***** Textauszug *****
Brakteate

B

bender

Gast
Ich bin auf das Thema "Brakteate" durch einen wirren Offenen Brief des ja auch ansonsten sehr verwirrten Schlagersänger Christian Anders an den damaligen Bundeskanzler Schröder aufmerksam geworden. Hier die entsprechende Stelle:

Was ist denn das nun schon wieder? BRAKTEATEN? Nun,
dann werde ich es Ihnen erklären. Von 1150-1450 stand dem Markt in
Deutschland wie durch ein Wunder immer genügend Geld zur Verfügung. Dem Mittelstand, also dem Handwerk mit dem goldenen Boden, ging es so gut, dass der Adel in Briefen die Handwerker ermahnte, sie mögen feiertags doch bitte nicht so teure Seidenwänste tragen, weil man sie ja sonst gar nicht mehr vom feinen Adel unterscheiden konnte. Es war, nicht verwunderlich, ein Mann der Kirche (alle Religionen verurteilen den Zins als Werk des Teufels, was heute allerdings unter anderem dazu führt, dass DIE KIRCHEN die reichste Macht auf Erden sind...........), nämlich Erzbischof Wichmann, der die geniale Idee hatte, sogenannte BRAKTEATEN drucken zu lassen. Das sind dünne Silberblechmünzen, die nur einseitig geprägt waren und - NUN AUFGEPASST, HERR BUNDESKANZLER zweimal im Jahr umgetauscht, also "verrufen" wurden!!! Dies machte es den reichen, gierigen Pfeffersäcken unmöglich, ihr Geld in Erwartung höherer Zinsen oder niedrigerer Preise zu horten. Taten sie es dennoch, dann verloren sie ihr ganzes Barvermögen. ALLE mussten zweimal im Jahr das für ungültig erklärte Geld zum bischöflichen Münzamt tragen, um es gegen neue, gültige Münzen einzutauschen. Man legte somit den Leuten Steuern auf, denn für 4 alte gab es 3 neue Münzen. Man nannte die eingezogene Differenz von 25% Schlagschatz. Steuerhinterziehung war hier unmöglich. In dieser 300 Jahre währenden Brakteaten - Zeit konnte Geld nur durch ehrliche Arbeit verdient werden und nicht, wie es heute der Fall ist, für die
"Geldelite" durch Horten und Spekulation. Heut verdient man mit Geld Geld.
***** Einträge im Datensatz *****
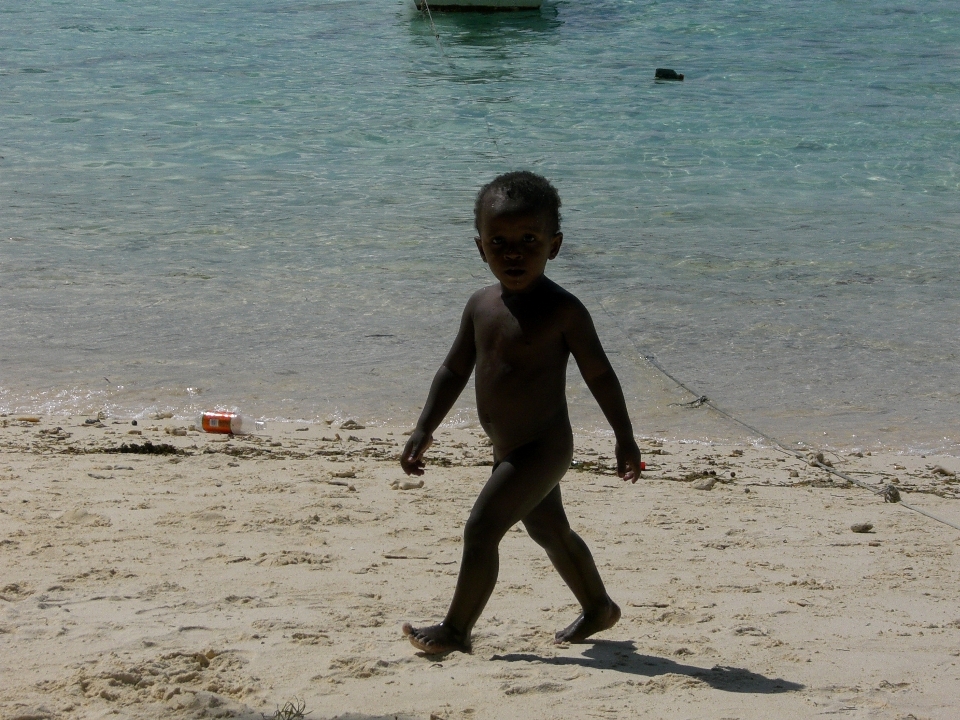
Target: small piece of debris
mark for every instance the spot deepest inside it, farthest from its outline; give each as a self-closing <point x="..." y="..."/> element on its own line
<point x="667" y="74"/>
<point x="406" y="484"/>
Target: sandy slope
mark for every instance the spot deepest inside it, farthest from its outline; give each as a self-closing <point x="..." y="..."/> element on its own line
<point x="240" y="575"/>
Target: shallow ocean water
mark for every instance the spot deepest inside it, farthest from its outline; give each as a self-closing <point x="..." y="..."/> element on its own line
<point x="268" y="205"/>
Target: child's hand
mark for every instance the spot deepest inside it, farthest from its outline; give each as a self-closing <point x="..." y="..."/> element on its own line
<point x="628" y="460"/>
<point x="411" y="459"/>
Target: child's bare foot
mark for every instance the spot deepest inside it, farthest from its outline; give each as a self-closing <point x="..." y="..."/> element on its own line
<point x="589" y="624"/>
<point x="435" y="640"/>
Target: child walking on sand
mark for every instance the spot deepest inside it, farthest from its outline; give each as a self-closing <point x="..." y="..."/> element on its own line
<point x="518" y="335"/>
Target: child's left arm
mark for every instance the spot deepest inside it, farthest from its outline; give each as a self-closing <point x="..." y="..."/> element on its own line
<point x="585" y="346"/>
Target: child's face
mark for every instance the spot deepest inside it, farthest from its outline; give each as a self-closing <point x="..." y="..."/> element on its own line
<point x="515" y="244"/>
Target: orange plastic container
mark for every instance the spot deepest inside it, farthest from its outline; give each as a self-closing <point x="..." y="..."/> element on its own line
<point x="218" y="421"/>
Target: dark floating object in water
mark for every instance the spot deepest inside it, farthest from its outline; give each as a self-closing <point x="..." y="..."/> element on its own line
<point x="667" y="74"/>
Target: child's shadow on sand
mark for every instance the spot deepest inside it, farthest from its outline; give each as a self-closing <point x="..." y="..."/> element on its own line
<point x="622" y="656"/>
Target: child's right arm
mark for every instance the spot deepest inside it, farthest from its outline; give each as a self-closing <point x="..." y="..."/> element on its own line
<point x="447" y="385"/>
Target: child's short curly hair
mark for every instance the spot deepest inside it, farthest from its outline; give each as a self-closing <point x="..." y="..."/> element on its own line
<point x="532" y="192"/>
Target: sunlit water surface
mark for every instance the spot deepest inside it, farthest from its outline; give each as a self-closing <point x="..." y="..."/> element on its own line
<point x="266" y="205"/>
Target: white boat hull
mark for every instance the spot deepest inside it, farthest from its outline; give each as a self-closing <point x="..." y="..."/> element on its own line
<point x="477" y="5"/>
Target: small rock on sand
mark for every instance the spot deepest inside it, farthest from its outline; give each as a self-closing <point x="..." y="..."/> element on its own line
<point x="406" y="484"/>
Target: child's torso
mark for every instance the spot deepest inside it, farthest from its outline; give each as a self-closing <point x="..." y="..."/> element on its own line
<point x="521" y="365"/>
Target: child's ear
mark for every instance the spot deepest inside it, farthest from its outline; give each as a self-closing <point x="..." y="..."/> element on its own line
<point x="483" y="255"/>
<point x="555" y="244"/>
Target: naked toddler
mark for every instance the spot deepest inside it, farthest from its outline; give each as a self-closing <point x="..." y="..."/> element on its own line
<point x="518" y="335"/>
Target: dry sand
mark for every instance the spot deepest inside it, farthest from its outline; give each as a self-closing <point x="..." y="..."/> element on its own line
<point x="245" y="573"/>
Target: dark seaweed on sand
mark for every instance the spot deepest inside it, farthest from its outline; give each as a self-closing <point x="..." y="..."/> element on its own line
<point x="147" y="448"/>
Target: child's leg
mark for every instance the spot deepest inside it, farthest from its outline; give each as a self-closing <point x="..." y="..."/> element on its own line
<point x="547" y="524"/>
<point x="517" y="485"/>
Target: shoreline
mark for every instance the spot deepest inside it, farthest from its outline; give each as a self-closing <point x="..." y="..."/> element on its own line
<point x="226" y="576"/>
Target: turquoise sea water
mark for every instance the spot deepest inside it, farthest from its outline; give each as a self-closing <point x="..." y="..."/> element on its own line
<point x="267" y="205"/>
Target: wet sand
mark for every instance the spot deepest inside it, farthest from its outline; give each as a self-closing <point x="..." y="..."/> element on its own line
<point x="224" y="577"/>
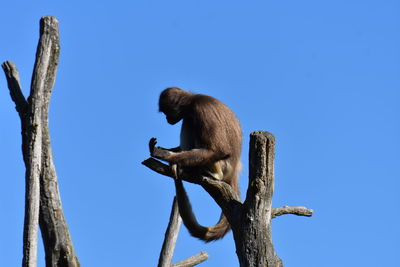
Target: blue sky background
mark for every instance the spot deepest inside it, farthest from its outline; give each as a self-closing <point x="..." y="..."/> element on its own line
<point x="322" y="76"/>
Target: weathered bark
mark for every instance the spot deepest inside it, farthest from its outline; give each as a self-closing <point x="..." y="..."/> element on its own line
<point x="36" y="144"/>
<point x="171" y="235"/>
<point x="250" y="221"/>
<point x="192" y="261"/>
<point x="30" y="115"/>
<point x="253" y="238"/>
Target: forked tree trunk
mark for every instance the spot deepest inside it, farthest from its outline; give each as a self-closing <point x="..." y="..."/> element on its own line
<point x="40" y="171"/>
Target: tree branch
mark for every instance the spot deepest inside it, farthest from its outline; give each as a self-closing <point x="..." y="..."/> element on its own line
<point x="14" y="86"/>
<point x="192" y="261"/>
<point x="295" y="210"/>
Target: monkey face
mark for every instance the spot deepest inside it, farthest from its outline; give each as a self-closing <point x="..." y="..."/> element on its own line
<point x="172" y="119"/>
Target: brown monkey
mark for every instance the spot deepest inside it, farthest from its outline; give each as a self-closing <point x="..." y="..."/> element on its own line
<point x="210" y="145"/>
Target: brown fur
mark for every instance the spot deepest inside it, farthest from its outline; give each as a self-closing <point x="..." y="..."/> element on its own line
<point x="211" y="141"/>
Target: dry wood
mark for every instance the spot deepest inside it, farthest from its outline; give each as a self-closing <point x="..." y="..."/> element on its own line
<point x="295" y="210"/>
<point x="192" y="261"/>
<point x="38" y="156"/>
<point x="32" y="150"/>
<point x="171" y="235"/>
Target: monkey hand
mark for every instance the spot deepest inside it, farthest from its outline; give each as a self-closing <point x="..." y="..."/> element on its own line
<point x="152" y="144"/>
<point x="156" y="151"/>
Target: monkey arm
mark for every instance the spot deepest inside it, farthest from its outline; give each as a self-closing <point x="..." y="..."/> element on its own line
<point x="190" y="158"/>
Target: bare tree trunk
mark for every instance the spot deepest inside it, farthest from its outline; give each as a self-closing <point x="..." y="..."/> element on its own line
<point x="250" y="221"/>
<point x="37" y="150"/>
<point x="253" y="238"/>
<point x="171" y="235"/>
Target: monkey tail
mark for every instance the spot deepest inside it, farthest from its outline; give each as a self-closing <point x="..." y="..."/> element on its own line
<point x="206" y="234"/>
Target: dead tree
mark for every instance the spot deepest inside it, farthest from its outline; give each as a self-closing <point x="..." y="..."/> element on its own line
<point x="41" y="177"/>
<point x="251" y="220"/>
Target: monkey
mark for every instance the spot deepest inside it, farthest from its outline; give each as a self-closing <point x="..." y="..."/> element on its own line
<point x="210" y="145"/>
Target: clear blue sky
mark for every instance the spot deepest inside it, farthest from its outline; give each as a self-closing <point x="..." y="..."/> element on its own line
<point x="322" y="76"/>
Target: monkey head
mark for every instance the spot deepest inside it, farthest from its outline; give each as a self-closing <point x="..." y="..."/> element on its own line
<point x="173" y="102"/>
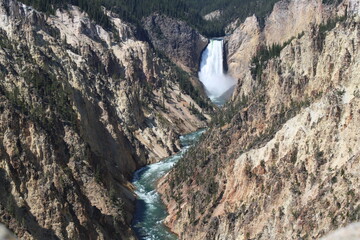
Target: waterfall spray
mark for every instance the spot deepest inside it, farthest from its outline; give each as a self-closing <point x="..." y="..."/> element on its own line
<point x="211" y="73"/>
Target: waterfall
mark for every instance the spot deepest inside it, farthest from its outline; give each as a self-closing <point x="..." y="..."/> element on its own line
<point x="211" y="73"/>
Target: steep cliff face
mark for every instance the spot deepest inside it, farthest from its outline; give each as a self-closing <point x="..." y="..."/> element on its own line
<point x="81" y="108"/>
<point x="181" y="43"/>
<point x="281" y="160"/>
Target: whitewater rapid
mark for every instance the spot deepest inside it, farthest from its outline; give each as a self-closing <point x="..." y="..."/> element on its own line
<point x="211" y="73"/>
<point x="150" y="211"/>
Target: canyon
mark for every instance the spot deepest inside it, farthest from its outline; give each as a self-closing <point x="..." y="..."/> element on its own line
<point x="81" y="109"/>
<point x="280" y="161"/>
<point x="87" y="112"/>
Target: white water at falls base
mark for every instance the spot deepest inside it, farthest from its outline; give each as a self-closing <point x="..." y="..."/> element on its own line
<point x="211" y="73"/>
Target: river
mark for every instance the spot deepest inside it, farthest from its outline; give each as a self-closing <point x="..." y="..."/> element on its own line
<point x="150" y="210"/>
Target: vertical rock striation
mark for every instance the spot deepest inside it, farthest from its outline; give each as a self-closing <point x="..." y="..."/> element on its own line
<point x="281" y="160"/>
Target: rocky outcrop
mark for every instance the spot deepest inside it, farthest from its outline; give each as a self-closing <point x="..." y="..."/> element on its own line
<point x="287" y="20"/>
<point x="81" y="109"/>
<point x="178" y="41"/>
<point x="351" y="232"/>
<point x="280" y="161"/>
<point x="213" y="15"/>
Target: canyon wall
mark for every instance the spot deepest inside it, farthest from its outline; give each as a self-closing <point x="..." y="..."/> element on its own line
<point x="81" y="109"/>
<point x="281" y="161"/>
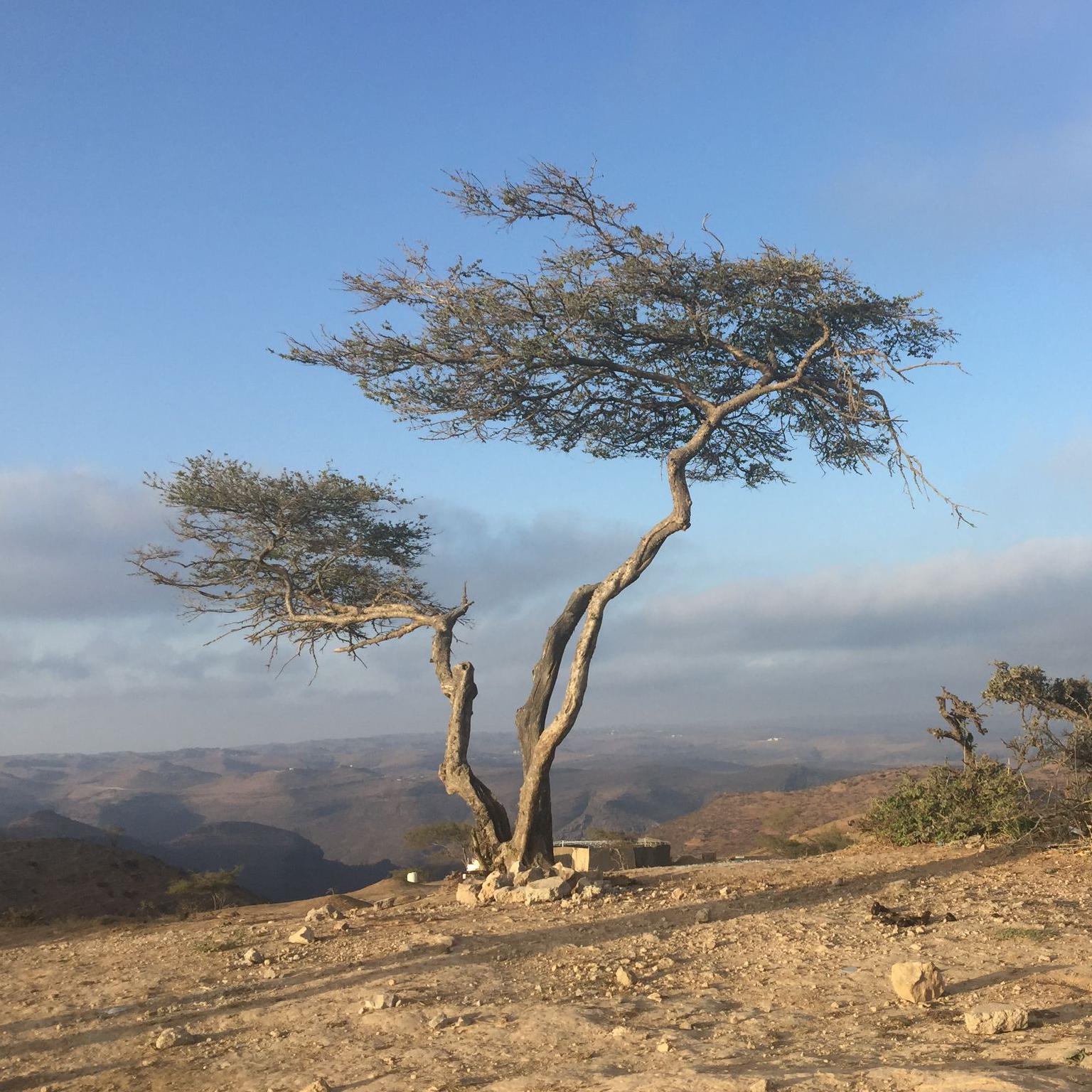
*****
◆ Zu erledigende Aufgabe 1 ◆
Wer hatte laut dem Beitrag über Brakteaten die Idee, Brakteaten drucken zu lassen?
◆ Zu erledigende Aufgabe 2 ◆
Führe den Beitrag über Brakteaten bitte nach seinem letzten Satz weiter.
Die Einträge sind eigenständiges Material und gehören nicht zum Beitrag über Brakteaten.

◆ Ergebnis 1 ◆
Erzbischof Wichmann.

◆ Ergebnis 2 ◆
Inhaltlich mag einiges falsch sein. So weiß z.B. die Wikipedia, dass der Umtausch nicht zweimal im Jahr, sondern einmal in fünf oder sechs Jahren stattfand.

Aber wer weiß mehr zu dem Thema? Wie lief das genau ab?

Denn selbst mein bescheidenes volkwirtschaftliches Wissen sagt mir, dass es unmöglich funktionieren kann, wenn alle fünf Jahre die sich im Umlauf befindliche Geldmenge um 25% reduziert wird. Sowas führt doch zwangsläufig zu einer Deflation, oder nicht?

(Vielleicht hat ja auch jemand Literatur zu dem Thema)
 
Kennt sich keiner mit dem Thema aus oder gibt's blos kein Interesse?
 
Kennt sich keiner mit dem Thema aus oder gibt's blos kein Interesse?

Keines von beiden; ich habe das Thema bislang schlichtweg übersehen (was mindestens genauso schlimm ist :rotwerd:)... :oops:

Ein weiteres Mal erlaube ich mir, aus Wilhelm Volkert "Adel bis Zunft: ein Lexikon des Mittelalters" - C.H. Beck - München, 1991 zu zitieren:
Hohlpfennig schrieb:
Diese, auch Brakteaten genannten, Münzen wurden aus sehr dünnem Silberblech hergestellt und nur einseitig geprägt, so daß das Relief sichtbar wurde. Sie sind von der ersten Hälfte des 12. Jh. bis zum Ende des Mittelalters nachgewiesen. Hauptverbreitungsgebiet waren Mittel-, Nord- und Ostdeutschland; eine der ersten Brakteatenmünzstätten war Magdeburg. Grund für die Herstellung dieser Pfennigmünzen war das Bestreben der Münzer, Material einzusparen.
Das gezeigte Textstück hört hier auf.